● Görevin amacı:
Kayıtların başından "pixel 402 90" ifadesini içeren satıra kadar, iki uç da dahil olmak üzere, satırları boş olanları atlayarak bir Markdown tablosu hâlinde düzenleyin. Tablonun "Sıra" sütununa satır numarasını, "Metin" sütununa da satırın kendisini yazın.

╭─ Veri kümesi kayıtları

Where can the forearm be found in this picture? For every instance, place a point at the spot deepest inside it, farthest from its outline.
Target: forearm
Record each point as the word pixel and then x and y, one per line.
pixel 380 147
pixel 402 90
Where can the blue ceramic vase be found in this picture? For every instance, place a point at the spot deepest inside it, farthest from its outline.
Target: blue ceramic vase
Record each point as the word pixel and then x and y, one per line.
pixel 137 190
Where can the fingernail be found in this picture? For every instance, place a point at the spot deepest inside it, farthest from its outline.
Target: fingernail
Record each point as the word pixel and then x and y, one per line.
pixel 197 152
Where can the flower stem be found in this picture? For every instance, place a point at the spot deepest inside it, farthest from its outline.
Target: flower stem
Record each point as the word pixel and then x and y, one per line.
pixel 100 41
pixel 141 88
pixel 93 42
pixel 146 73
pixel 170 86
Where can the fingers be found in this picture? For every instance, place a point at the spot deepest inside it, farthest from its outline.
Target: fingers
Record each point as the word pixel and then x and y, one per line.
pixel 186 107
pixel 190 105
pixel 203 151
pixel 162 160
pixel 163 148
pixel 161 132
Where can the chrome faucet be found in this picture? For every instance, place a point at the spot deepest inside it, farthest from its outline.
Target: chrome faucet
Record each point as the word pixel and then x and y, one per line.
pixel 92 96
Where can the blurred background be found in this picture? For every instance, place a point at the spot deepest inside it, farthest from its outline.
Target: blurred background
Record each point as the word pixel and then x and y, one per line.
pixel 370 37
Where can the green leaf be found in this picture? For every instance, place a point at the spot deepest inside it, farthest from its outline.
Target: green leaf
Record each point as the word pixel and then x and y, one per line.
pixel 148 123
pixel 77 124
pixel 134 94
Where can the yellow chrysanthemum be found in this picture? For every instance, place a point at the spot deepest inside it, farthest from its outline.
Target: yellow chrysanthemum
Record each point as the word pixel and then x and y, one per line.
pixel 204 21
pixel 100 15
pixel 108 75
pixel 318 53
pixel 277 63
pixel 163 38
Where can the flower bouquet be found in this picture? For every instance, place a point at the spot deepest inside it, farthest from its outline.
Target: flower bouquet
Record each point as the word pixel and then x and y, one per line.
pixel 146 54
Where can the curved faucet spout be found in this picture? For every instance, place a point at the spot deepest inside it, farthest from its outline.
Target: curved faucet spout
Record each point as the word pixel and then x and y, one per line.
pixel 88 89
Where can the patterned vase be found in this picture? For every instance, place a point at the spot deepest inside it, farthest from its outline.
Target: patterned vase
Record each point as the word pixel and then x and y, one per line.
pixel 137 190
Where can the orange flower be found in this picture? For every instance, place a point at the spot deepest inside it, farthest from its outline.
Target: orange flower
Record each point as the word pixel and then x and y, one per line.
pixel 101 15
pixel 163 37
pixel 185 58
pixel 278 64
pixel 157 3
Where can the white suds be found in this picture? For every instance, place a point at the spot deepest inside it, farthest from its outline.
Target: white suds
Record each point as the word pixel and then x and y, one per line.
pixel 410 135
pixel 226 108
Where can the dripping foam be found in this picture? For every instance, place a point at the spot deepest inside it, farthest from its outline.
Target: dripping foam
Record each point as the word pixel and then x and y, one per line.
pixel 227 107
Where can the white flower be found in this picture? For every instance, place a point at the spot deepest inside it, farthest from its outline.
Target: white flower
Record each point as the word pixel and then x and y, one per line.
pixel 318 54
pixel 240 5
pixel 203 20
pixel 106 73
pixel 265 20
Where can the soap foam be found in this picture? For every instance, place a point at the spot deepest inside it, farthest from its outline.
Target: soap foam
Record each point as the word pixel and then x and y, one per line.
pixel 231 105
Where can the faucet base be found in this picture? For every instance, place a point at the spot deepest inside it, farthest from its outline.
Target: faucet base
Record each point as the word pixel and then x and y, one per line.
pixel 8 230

╰─

● Nihai sonuç:
| Sıra | Metin |
|---|---|
| 1 | Where can the forearm be found in this picture? For every instance, place a point at the spot deepest inside it, farthest from its outline. |
| 2 | Target: forearm |
| 3 | Record each point as the word pixel and then x and y, one per line. |
| 4 | pixel 380 147 |
| 5 | pixel 402 90 |